┌─ Input for this task

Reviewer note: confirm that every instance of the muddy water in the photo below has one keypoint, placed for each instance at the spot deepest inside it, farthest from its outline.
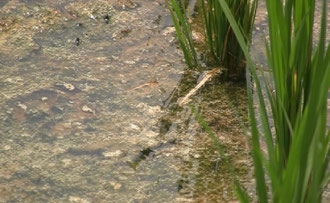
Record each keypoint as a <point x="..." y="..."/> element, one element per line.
<point x="88" y="108"/>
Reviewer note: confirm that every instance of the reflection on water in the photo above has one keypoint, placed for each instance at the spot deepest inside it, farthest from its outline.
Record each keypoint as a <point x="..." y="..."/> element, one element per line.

└─

## Objective
Set down the text of each entry above word for word, keeping every line in its original order but leaving out the pictures.

## Exercise response
Reviewer note: confirm that every instance of the muddy water in the photo below has one keypoint, placed for each instance at the spot deepest inside it, farthest from its outline.
Record each keypoint as a <point x="..." y="..."/> element, one element per line.
<point x="88" y="108"/>
Reviewer note: confirm that every instance of the reflection on water in the photo above has one keypoint, placed for each instance at the spot deepest inside it, farthest from its outline.
Record each keypoint as a <point x="..." y="..."/> element, one element per line.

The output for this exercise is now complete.